How to use Prometheus for web application monitoring

[ python learning monitoring devops prometheus sre observability ]

Introduction

The ability to comprehend and assess a system’s state using the data it produces is known as observability. It is one of the most important traits of system reliability that gives an opportunity to take action. Observability is crucial, especially in distributed systems where end-to-end testing is really difficult or even impossible. There are three pillars of observability:

logging (record events: what + when)
metrics (provide a state of a system using numeric values)
tracing (follow operations that traverse through different systems/services)

In this post, I would like to cover only the metrics part and show how we can implement web application monitoring using Prometheus. We discuss how to choose some metrics as Service Level Indicators (SLIs) and also how to ensure system reliability by setting proper targets as System Level Objectives (SLOs).

About Prometheus

The aim of Prometheus is quite simple: to have a metrics server that gathers data from several systems or applications and aggregates them in one place. Prometheus collects metrics by scraping targets that expose metrics using HTTP endpoints.

The Prometheus server consists of three components:

HTTP server - accepts queries for metrics
Time-series database (TSDB) - store for metrics
Retrieval - data scraping worker responsible for retrieving metrics from sources that expose metrics

Exporters are processes that run on Prometheus targets responsible for serving metrics and presenting them in an easily consumable format for Prometheus. Prometheus fetches the data from exporters in a pull-based manner (there is also pushgateway approach, but we would not cover it here). There are a lot of native exporters that can be used, e.g. Node exporter (Linux Server), MySQL exporter, etc. Each service that exposes an HTTP endpoint with properly formatted metric data can be an exporter.

PROVIDED DATA |

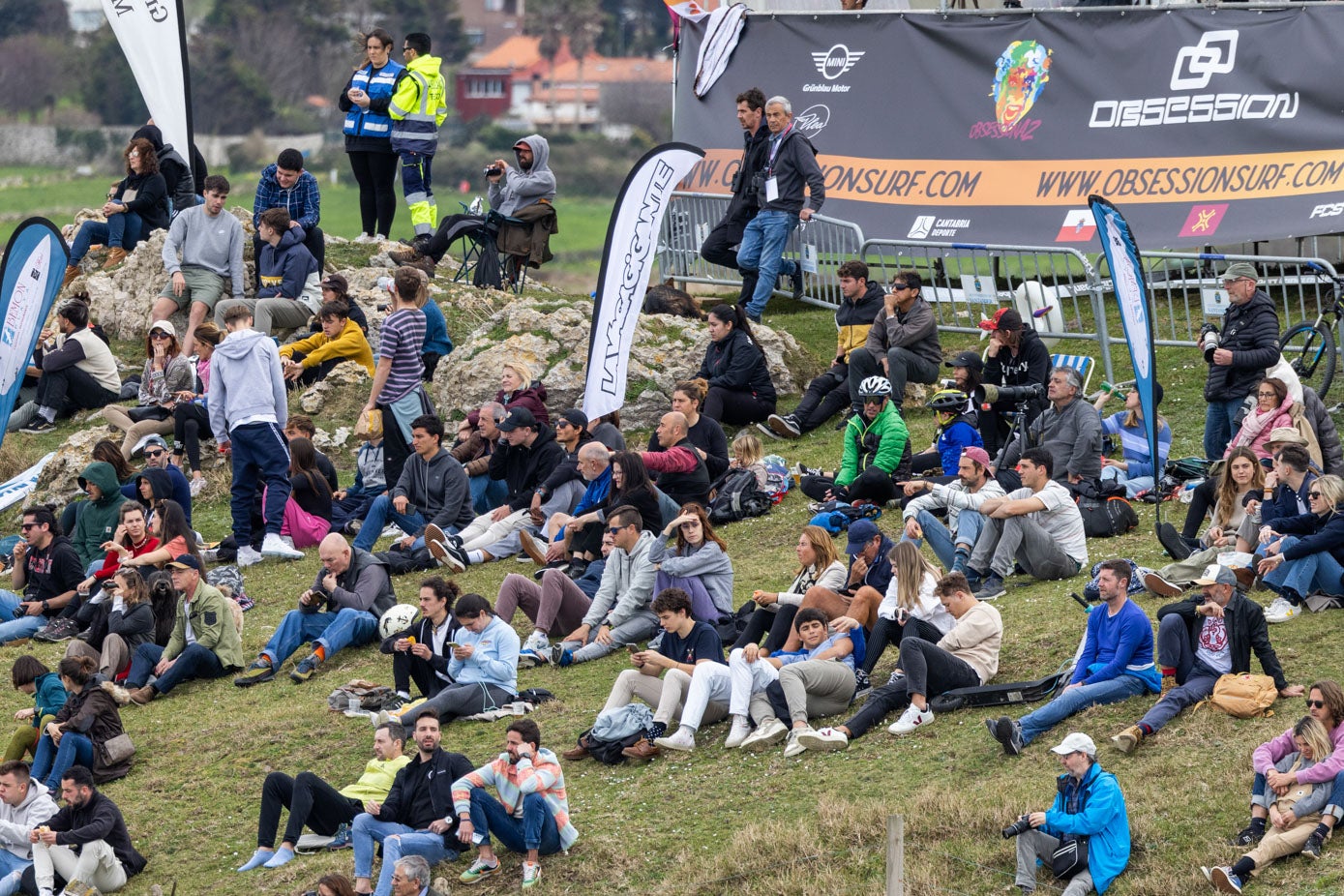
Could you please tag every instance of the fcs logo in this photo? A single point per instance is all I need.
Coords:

JOB 1 |
Please quote the Prometheus article from "In this post, I" to "using HTTP endpoints.".
JOB 2 |
Answer these questions using the Prometheus article:
(a) What are the three pillars of observability?
(b) Which component of the Prometheus server stores metrics?
(c) In what manner does Prometheus fetch data from exporters?
The lines have no connection to the Prometheus article.

WORKED ANSWER 1 |
In this post, I would like to cover only the metrics part and show how we can implement web application monitoring using Prometheus. We discuss how to choose some metrics as Service Level Indicators (SLIs) and also how to ensure system reliability by setting proper targets as System Level Objectives (SLOs).

About Prometheus

The aim of Prometheus is quite simple: to have a metrics server that gathers data from several systems or applications and aggregates them in one place. Prometheus collects metrics by scraping targets that expose metrics using HTTP endpoints.

WORKED ANSWER 2 |
(a) Logging, metrics and tracing.
(b) The time-series database (TSDB).
(c) In a pull-based manner.